• Entries provided:
------------------------------------
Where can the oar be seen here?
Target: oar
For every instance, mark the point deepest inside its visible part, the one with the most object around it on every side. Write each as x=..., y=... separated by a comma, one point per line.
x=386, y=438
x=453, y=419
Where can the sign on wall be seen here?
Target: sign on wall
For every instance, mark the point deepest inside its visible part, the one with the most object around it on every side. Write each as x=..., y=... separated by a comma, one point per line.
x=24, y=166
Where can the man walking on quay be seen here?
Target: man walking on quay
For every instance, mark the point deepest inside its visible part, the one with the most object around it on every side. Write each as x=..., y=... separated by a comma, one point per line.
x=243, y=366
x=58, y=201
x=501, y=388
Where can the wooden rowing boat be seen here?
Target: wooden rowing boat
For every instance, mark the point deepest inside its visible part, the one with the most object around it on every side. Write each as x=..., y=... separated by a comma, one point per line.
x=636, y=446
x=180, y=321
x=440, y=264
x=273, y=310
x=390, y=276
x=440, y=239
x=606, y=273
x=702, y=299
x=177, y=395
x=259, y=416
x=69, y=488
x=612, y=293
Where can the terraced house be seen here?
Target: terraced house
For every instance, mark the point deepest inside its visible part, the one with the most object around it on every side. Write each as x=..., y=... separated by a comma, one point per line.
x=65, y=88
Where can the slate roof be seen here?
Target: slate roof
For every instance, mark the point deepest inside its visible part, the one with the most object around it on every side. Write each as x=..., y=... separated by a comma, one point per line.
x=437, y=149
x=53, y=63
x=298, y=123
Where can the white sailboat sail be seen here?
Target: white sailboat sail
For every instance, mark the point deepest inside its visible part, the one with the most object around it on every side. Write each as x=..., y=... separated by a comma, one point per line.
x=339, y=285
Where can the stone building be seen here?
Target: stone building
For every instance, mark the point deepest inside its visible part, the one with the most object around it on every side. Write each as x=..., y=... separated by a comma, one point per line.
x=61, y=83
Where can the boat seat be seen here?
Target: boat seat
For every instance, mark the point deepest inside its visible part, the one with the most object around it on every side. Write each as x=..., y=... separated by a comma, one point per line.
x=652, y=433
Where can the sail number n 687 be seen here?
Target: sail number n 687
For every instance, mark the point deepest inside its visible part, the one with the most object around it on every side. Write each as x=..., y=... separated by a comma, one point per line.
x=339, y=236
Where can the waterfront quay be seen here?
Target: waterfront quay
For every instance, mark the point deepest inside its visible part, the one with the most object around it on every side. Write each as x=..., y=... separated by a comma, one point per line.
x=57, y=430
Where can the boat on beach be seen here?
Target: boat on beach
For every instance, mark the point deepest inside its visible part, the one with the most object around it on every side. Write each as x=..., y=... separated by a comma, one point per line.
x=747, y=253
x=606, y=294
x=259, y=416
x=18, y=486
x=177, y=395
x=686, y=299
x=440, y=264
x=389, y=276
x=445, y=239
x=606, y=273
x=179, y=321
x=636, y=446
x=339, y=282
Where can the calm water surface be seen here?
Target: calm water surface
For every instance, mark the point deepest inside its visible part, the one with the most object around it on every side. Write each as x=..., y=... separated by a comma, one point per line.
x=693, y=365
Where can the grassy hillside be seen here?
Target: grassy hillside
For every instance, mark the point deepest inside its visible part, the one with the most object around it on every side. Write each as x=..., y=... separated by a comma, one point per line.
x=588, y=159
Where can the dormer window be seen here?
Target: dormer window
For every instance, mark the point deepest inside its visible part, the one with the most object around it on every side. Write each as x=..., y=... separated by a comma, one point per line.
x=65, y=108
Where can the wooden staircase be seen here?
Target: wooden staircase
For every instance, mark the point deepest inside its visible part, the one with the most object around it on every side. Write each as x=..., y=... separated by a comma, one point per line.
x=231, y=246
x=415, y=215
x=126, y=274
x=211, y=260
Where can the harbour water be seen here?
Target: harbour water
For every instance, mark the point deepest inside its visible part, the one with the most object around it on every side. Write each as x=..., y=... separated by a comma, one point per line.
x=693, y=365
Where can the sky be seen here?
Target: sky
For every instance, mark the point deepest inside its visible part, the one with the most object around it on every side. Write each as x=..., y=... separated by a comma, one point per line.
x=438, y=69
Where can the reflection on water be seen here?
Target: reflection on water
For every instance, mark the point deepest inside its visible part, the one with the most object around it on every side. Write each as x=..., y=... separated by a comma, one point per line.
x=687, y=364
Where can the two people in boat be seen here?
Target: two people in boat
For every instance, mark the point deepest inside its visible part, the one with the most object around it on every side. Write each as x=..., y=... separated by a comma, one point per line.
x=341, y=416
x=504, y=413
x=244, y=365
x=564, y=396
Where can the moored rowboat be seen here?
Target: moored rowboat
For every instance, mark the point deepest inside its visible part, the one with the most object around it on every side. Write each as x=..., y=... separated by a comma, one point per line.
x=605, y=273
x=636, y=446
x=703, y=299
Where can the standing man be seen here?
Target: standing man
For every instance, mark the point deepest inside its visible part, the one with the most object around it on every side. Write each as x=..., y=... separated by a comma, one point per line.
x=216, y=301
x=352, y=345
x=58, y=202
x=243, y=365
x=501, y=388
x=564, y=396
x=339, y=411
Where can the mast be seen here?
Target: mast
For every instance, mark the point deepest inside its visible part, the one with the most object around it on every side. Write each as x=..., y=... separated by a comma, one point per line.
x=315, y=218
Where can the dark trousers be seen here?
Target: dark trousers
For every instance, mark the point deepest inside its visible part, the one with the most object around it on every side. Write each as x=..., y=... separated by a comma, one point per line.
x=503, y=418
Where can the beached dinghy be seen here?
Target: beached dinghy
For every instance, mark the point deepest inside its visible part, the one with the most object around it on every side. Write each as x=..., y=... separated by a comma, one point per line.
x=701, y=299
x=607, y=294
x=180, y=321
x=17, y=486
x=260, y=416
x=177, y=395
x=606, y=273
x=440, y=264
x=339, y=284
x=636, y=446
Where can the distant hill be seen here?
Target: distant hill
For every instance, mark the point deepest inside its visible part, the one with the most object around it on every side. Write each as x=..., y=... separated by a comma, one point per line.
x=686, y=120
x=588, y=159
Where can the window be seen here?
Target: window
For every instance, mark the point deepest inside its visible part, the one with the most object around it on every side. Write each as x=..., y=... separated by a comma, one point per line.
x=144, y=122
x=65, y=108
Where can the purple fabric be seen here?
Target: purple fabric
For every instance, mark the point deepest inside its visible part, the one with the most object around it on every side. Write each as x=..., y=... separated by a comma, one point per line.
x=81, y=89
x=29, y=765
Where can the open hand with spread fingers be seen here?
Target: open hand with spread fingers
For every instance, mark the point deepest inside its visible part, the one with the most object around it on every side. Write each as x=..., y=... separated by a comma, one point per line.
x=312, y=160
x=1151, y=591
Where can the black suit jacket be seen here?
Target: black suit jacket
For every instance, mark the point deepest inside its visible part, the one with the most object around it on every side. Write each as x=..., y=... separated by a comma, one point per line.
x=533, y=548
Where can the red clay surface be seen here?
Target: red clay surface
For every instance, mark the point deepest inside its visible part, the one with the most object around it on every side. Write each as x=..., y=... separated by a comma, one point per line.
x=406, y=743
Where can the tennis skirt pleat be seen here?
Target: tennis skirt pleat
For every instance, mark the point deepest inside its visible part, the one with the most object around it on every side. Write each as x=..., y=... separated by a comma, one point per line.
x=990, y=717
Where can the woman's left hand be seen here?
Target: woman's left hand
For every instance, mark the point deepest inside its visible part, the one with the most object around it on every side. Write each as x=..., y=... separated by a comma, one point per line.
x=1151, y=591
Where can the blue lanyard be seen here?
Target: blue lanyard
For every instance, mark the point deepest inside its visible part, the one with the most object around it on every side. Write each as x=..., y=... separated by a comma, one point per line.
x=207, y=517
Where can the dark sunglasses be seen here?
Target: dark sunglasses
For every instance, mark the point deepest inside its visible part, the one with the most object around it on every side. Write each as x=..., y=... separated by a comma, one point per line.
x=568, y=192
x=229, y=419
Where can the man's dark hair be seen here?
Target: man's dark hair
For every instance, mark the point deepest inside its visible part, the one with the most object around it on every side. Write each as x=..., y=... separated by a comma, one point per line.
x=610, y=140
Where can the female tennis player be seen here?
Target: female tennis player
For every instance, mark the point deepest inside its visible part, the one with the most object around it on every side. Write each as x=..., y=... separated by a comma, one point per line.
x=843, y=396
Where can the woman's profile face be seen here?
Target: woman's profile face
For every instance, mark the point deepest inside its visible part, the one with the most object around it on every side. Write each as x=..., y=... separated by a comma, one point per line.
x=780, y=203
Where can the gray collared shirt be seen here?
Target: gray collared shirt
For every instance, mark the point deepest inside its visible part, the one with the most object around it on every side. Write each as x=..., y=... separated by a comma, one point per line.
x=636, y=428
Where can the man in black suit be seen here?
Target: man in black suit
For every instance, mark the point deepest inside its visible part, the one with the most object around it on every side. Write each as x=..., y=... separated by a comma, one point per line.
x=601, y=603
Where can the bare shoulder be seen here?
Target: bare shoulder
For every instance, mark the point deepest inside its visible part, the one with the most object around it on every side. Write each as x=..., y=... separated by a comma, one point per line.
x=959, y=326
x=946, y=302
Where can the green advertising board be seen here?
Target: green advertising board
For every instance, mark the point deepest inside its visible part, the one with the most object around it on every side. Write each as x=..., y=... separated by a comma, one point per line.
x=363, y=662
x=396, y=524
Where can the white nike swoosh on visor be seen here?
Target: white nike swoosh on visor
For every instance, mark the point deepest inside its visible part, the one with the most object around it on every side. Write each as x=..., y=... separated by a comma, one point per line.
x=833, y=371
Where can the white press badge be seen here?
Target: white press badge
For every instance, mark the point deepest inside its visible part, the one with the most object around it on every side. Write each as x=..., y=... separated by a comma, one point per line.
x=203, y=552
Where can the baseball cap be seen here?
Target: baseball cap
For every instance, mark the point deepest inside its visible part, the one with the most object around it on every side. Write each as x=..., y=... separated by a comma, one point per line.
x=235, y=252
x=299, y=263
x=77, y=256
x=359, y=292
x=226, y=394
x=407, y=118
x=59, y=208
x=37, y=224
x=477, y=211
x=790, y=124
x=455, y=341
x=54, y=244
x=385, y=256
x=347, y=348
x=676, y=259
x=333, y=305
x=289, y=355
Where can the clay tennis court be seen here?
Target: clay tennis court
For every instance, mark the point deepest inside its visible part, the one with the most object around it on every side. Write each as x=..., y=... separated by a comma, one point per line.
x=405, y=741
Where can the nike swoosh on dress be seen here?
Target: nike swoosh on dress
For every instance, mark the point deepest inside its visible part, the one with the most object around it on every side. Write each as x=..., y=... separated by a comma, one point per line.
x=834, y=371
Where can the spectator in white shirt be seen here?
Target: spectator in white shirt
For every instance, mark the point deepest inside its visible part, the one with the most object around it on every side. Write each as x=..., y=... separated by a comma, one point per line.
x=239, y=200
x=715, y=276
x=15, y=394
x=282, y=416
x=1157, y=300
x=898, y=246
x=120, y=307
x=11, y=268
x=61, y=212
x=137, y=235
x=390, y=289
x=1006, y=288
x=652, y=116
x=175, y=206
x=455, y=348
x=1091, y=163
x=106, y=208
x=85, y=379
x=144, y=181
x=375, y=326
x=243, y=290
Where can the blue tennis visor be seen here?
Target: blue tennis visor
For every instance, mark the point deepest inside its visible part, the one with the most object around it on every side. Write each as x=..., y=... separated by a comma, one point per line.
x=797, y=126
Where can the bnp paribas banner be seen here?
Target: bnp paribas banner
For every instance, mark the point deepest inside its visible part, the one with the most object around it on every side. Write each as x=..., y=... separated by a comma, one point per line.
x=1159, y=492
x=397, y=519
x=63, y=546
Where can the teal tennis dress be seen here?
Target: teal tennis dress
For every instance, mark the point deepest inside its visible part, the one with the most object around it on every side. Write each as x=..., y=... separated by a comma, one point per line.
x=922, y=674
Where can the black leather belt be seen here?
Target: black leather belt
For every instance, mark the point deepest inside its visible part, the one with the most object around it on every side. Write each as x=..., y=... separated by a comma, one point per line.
------------------------------------
• Assignment: Going through the data above, return each line with the word "hillside".

• Exercise solution:
Where can the grassy hillside be seen here?
Target: grassy hillside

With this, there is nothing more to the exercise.